Your goal:
Among the lines below, copy exactly those from the one with "written like (61,101)." through the one with "written like (327,86).", counting both ends.

Records from a data collection:
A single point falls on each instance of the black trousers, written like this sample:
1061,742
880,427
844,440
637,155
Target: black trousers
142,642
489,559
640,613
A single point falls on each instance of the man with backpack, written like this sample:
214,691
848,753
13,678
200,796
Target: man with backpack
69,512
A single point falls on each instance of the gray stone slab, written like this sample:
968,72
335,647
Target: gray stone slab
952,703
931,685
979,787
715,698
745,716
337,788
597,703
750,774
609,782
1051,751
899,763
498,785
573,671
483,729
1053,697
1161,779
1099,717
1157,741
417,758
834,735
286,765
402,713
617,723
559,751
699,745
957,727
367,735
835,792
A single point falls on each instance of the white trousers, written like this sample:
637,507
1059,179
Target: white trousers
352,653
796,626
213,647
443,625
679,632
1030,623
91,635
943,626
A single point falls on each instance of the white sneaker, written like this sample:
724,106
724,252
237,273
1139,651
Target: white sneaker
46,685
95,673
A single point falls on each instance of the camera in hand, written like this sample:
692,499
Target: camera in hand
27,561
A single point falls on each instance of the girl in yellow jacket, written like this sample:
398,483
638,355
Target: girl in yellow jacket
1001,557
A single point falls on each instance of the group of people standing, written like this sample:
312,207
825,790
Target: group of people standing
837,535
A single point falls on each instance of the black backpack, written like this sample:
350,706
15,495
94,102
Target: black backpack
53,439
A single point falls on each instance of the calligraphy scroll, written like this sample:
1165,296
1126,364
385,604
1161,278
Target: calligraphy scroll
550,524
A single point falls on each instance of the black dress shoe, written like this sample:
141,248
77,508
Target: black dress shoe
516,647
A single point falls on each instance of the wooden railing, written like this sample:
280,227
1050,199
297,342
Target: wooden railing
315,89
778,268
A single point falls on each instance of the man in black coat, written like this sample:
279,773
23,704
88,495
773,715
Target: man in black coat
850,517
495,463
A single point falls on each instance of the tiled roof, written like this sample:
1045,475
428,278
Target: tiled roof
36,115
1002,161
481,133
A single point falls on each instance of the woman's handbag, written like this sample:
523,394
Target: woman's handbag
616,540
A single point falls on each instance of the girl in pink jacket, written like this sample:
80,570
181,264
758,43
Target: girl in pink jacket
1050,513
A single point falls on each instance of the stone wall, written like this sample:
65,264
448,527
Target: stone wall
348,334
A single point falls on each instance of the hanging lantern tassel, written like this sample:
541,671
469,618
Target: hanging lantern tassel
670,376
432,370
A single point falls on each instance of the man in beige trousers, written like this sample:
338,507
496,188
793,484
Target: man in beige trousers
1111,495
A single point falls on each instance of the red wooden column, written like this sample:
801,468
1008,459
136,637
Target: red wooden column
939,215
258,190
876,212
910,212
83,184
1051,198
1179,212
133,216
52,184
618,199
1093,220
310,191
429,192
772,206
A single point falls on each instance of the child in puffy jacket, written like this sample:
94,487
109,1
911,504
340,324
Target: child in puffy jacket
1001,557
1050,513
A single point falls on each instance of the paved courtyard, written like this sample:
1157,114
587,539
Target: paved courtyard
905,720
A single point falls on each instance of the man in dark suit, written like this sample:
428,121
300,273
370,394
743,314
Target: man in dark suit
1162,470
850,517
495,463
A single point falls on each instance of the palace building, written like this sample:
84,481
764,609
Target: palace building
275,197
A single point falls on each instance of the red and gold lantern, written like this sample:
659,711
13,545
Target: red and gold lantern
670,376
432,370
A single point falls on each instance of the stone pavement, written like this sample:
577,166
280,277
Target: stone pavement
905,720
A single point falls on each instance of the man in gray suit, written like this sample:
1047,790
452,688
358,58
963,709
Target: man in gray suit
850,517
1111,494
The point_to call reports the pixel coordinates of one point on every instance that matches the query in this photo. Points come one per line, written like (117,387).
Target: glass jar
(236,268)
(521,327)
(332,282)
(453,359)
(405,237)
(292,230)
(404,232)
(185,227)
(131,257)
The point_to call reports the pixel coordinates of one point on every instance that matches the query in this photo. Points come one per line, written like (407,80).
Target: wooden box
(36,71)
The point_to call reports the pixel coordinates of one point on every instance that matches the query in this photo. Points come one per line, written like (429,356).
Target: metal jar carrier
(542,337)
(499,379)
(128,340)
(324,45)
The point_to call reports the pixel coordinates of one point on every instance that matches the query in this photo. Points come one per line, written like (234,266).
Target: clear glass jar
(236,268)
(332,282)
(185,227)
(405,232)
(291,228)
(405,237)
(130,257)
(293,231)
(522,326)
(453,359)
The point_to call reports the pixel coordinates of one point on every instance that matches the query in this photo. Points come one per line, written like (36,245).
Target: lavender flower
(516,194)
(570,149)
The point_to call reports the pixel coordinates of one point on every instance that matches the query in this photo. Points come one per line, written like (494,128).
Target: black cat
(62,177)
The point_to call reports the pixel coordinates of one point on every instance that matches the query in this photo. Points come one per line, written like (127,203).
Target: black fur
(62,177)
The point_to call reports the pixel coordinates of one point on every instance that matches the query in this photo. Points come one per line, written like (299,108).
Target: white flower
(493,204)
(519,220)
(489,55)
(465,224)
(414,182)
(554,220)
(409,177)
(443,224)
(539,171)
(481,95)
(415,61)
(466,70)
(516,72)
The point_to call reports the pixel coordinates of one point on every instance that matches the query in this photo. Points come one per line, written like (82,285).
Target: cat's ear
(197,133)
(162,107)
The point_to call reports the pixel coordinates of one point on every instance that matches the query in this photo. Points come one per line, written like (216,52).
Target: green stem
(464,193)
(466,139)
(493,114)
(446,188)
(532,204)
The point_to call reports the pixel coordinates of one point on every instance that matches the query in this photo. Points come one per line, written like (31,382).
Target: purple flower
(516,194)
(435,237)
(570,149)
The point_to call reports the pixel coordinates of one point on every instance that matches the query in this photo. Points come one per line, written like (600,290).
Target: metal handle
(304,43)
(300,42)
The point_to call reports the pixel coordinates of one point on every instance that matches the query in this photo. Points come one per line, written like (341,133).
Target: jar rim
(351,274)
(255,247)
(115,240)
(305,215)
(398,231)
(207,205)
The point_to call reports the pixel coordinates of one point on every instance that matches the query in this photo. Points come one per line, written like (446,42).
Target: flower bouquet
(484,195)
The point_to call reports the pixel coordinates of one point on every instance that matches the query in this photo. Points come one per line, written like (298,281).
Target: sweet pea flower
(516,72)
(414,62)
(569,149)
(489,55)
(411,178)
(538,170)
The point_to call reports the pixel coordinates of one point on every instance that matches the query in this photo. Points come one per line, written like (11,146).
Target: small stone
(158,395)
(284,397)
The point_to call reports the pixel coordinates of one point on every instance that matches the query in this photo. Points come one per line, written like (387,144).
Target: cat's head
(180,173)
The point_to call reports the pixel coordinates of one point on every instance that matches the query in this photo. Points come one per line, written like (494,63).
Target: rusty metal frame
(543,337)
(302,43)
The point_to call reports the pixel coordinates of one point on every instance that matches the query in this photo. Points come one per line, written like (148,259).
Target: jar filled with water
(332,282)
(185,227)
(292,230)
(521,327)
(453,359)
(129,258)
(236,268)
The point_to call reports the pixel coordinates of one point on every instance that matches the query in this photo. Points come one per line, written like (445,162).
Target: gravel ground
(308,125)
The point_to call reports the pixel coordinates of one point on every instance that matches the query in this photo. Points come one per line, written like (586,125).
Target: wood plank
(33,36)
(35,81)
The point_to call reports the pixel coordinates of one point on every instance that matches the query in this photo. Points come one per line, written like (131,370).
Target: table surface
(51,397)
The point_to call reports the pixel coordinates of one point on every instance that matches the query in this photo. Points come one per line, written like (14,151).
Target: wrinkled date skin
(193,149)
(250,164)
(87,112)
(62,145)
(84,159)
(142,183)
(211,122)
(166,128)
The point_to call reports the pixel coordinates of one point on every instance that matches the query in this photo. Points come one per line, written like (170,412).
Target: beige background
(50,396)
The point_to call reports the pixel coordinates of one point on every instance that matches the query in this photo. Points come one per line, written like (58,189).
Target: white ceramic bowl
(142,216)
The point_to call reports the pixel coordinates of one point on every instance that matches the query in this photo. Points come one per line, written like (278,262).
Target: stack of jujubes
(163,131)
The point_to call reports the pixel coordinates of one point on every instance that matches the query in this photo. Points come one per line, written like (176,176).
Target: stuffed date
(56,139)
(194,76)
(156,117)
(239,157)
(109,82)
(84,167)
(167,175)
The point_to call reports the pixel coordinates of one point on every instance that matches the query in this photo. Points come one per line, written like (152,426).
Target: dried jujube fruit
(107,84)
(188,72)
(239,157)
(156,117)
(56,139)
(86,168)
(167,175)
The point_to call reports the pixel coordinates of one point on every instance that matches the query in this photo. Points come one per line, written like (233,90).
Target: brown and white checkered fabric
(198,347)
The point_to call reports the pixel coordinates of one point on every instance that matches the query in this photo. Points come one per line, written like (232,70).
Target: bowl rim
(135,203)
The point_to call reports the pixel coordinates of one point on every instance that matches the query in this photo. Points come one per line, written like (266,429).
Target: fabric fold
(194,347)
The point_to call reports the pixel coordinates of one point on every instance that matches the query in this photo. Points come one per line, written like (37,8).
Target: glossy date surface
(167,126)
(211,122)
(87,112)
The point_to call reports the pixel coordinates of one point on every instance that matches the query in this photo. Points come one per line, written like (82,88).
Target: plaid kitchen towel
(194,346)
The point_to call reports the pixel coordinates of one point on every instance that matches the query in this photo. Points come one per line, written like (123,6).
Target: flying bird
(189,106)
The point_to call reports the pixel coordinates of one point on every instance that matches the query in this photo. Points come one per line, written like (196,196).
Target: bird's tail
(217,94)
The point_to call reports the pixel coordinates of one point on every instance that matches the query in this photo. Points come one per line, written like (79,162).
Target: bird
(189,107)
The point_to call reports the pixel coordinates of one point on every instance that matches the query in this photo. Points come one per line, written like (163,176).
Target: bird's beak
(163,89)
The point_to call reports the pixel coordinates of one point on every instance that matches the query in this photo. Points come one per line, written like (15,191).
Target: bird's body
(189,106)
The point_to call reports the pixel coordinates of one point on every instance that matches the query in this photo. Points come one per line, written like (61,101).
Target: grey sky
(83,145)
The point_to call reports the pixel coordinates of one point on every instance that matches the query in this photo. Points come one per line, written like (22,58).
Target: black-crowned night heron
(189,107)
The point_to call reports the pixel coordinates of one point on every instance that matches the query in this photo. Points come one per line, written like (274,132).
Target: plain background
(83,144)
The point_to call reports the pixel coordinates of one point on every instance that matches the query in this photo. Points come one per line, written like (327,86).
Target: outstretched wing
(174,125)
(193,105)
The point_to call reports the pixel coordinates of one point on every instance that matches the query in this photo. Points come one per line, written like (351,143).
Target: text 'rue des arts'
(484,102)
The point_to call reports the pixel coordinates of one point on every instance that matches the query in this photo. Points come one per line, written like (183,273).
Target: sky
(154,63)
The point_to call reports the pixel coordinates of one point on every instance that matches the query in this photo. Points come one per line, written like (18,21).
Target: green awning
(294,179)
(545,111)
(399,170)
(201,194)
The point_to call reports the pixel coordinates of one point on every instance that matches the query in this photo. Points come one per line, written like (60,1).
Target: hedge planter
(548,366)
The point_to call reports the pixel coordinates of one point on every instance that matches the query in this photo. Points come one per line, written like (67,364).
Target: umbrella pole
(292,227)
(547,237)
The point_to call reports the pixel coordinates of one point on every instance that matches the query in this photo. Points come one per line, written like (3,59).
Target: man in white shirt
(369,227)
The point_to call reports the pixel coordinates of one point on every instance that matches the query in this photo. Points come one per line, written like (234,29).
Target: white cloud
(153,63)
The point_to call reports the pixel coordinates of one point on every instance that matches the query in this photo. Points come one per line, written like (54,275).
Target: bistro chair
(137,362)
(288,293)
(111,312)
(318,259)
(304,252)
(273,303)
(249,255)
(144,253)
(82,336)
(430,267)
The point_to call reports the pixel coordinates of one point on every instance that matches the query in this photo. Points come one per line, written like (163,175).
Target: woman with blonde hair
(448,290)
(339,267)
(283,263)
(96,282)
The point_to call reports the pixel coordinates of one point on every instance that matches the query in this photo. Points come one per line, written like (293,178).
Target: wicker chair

Expected answer:
The point_to call reports the pixel coordinates of one point on every instance that matches the query in this photo. Points come one per line, written like (61,101).
Target: grey sky
(83,145)
The point_to call reports the pixel coordinates of one point on every instance that matches the query in this photo. Points come one per line, written like (22,58).
Target: black-crowned night heron
(189,107)
The point_to call reports the pixel coordinates of one point on every instance that matches the query in this photo. Points come one per line, written like (274,132).
Target: plain background
(83,144)
The point_to call reports the pixel coordinates of one point on every instance that matches the query in this photo. Points come one per line, written like (327,86).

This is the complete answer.